__Short exercise__
Retype exactly the lines that run from the line with "Point out the bathroom" to the final line of the entries, keeping both ends and nothing else.

__Input data__
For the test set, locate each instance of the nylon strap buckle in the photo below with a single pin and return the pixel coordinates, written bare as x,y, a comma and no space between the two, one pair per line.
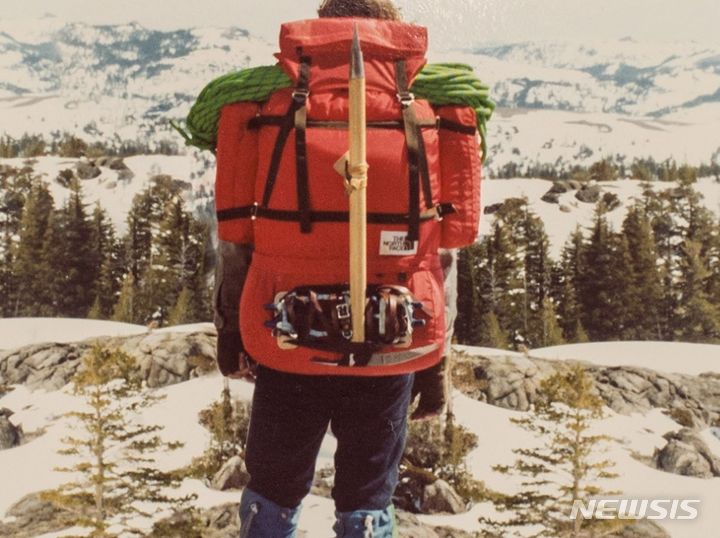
300,95
406,98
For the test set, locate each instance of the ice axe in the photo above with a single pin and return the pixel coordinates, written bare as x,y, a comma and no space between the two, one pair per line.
353,167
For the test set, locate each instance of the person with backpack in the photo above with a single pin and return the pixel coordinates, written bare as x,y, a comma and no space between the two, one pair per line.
282,302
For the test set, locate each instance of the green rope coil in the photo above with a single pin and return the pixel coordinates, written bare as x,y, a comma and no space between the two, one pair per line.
440,84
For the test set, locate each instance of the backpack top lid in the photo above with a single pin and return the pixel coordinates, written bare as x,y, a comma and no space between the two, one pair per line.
327,42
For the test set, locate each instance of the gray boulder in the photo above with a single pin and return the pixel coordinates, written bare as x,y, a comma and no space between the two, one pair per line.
232,475
87,170
33,517
509,382
439,497
687,454
116,163
10,435
163,359
125,175
560,187
589,194
513,382
492,208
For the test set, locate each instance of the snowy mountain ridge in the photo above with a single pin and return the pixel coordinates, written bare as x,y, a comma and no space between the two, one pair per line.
125,82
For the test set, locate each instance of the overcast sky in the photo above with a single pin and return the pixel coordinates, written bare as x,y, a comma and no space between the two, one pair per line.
452,23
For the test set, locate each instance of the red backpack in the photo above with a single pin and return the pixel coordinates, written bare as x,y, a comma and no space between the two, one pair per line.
277,189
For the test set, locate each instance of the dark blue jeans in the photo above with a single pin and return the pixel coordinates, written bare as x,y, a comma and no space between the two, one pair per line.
290,416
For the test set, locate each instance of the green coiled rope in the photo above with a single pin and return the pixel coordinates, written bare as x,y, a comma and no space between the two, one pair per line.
440,84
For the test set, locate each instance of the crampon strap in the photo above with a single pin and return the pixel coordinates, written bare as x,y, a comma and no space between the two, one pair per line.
319,317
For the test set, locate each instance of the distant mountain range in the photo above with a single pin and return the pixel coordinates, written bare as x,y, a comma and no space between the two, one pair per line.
559,103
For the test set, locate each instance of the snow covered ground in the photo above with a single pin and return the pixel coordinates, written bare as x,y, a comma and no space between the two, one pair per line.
197,178
29,467
693,359
18,332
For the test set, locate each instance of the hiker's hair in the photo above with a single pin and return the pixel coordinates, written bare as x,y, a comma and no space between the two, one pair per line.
372,9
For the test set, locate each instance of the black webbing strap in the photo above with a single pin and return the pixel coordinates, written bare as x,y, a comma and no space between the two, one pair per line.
254,211
417,161
275,121
300,96
296,115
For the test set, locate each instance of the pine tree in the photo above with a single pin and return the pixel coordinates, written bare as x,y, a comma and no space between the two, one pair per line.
79,264
107,256
180,313
536,275
567,282
565,466
28,265
124,309
502,279
604,284
228,422
698,318
467,323
491,334
114,452
604,170
552,334
14,187
645,293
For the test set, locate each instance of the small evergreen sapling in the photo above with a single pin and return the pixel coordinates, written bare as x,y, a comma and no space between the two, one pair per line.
115,476
565,467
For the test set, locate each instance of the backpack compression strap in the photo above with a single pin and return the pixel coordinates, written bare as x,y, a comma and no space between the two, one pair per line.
417,159
296,117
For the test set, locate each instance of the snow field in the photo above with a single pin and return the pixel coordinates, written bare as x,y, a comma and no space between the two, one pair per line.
29,467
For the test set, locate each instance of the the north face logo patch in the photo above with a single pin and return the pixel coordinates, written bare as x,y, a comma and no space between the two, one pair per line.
396,244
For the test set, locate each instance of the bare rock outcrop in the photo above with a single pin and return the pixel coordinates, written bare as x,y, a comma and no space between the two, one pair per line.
513,382
164,358
687,454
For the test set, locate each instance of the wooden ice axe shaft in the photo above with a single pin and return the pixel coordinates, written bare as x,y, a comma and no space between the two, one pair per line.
357,168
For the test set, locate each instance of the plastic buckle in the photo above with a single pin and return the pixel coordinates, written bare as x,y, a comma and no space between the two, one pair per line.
406,98
343,310
300,95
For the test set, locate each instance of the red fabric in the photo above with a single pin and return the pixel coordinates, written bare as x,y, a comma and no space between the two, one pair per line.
328,42
237,162
284,258
461,172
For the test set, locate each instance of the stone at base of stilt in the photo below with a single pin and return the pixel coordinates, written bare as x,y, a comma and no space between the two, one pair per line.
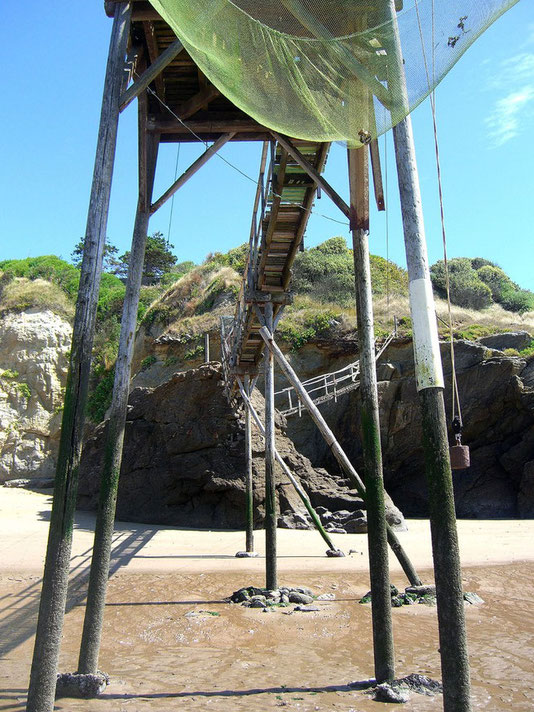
334,553
76,684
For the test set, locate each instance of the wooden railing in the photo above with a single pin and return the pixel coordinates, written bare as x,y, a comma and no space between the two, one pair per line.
326,387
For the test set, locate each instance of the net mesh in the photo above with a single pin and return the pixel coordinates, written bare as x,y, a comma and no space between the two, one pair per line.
328,70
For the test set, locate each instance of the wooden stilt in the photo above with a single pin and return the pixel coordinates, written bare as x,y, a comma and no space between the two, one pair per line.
96,595
429,380
332,550
249,482
42,686
384,656
270,488
336,450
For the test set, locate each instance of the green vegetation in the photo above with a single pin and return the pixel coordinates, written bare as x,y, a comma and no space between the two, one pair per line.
477,283
302,325
147,362
10,374
327,273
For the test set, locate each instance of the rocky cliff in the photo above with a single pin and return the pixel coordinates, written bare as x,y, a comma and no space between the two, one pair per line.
184,463
497,401
34,347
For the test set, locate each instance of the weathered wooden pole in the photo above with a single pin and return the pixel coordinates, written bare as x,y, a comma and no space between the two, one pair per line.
249,482
270,487
109,483
42,686
332,550
430,385
384,654
337,450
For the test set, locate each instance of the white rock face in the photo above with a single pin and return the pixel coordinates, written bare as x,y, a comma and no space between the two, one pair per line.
34,350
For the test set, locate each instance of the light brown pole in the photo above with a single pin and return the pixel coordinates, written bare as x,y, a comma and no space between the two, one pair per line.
270,487
384,654
109,483
430,385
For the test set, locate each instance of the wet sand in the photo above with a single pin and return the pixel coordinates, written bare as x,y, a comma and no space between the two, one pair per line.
170,643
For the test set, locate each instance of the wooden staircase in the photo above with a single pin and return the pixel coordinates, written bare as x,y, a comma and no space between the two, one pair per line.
285,195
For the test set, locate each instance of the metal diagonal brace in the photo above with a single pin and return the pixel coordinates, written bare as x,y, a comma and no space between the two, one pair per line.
301,493
193,168
150,74
314,175
337,451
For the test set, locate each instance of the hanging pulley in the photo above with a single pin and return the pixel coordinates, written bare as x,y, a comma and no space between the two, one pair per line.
459,453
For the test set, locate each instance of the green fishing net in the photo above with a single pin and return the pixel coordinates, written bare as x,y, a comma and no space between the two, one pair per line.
328,70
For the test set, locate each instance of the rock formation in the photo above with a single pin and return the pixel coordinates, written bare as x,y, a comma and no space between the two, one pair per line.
184,463
497,401
34,347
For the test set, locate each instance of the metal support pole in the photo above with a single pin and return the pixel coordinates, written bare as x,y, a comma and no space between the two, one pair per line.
337,450
270,488
384,654
429,381
98,579
42,688
332,550
249,482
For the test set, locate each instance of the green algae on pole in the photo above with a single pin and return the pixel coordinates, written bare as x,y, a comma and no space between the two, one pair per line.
270,487
384,654
42,688
98,578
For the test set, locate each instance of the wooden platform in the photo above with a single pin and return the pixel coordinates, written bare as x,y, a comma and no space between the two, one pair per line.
287,198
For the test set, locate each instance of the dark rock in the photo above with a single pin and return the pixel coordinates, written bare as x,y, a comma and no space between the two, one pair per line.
421,590
296,597
184,461
387,693
335,553
332,529
257,602
497,399
356,526
511,340
85,685
421,684
525,497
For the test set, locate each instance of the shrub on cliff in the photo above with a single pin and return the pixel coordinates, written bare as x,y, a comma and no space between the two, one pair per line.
476,283
326,272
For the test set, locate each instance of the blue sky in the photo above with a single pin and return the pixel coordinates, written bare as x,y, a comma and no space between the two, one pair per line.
53,63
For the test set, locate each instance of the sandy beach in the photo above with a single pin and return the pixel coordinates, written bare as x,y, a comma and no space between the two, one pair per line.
171,643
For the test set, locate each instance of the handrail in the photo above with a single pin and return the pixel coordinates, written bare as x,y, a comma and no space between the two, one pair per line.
333,380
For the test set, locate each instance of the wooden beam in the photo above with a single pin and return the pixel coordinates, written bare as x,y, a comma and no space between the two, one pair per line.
198,101
312,172
173,126
307,206
153,54
193,168
377,175
150,74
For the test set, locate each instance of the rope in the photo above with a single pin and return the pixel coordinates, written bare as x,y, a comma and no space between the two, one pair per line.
455,395
235,168
173,195
386,201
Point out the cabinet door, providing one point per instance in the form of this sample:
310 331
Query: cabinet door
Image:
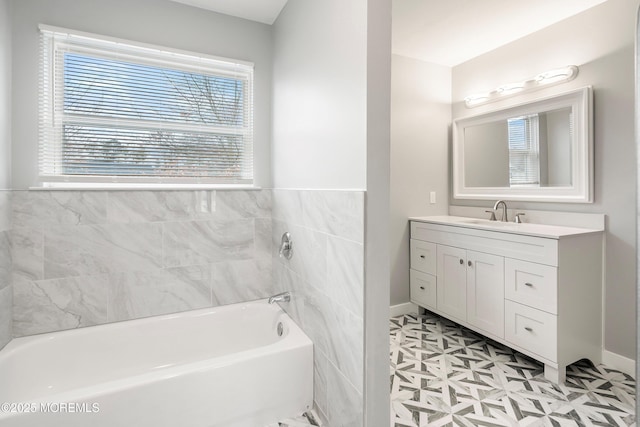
485 292
452 281
423 289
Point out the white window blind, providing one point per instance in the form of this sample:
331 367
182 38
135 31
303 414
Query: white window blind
524 151
113 111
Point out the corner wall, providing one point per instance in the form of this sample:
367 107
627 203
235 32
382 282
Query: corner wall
420 121
326 278
601 42
319 146
6 290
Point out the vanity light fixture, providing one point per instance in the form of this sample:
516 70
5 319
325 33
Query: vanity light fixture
548 78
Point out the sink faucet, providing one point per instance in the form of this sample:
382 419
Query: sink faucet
503 218
283 297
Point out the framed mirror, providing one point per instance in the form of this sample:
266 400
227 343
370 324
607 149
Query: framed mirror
537 151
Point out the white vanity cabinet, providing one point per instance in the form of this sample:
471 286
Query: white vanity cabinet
537 289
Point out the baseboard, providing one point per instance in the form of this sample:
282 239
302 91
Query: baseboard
621 363
400 309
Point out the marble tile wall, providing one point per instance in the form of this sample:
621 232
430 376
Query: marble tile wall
326 278
83 258
6 290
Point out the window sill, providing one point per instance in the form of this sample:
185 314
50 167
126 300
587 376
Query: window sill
140 187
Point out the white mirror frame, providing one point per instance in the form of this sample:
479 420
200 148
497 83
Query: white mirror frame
581 190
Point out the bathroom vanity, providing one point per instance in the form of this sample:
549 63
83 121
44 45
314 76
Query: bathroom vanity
535 288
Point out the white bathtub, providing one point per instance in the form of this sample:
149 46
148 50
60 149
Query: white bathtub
224 366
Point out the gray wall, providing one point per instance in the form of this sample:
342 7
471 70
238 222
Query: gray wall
5 172
420 120
558 148
158 22
601 42
491 157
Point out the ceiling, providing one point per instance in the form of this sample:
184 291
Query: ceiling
446 32
265 11
449 32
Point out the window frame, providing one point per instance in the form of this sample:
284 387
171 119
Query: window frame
51 120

__Result__
Point out the bathroom vanity, providing one point per instance in the form of this sample:
549 63
83 121
44 45
314 76
Query: bathroom vanity
535 288
Point out the white bathtub, providing one point per instance in the form of this sample:
149 46
148 50
60 149
Query: white bathtub
224 366
Point out the gray wall, providing one point per instance in the form of this sample:
342 7
471 70
238 222
Query: gray wall
5 172
420 120
558 148
158 22
601 42
491 157
Point out the ceiling, providing one point per instance in the form of this sample:
184 291
Query: ceiling
446 32
265 11
449 32
Point out the window frame, providing one point per instance in the form of this sample:
284 387
171 119
Query: window frame
51 120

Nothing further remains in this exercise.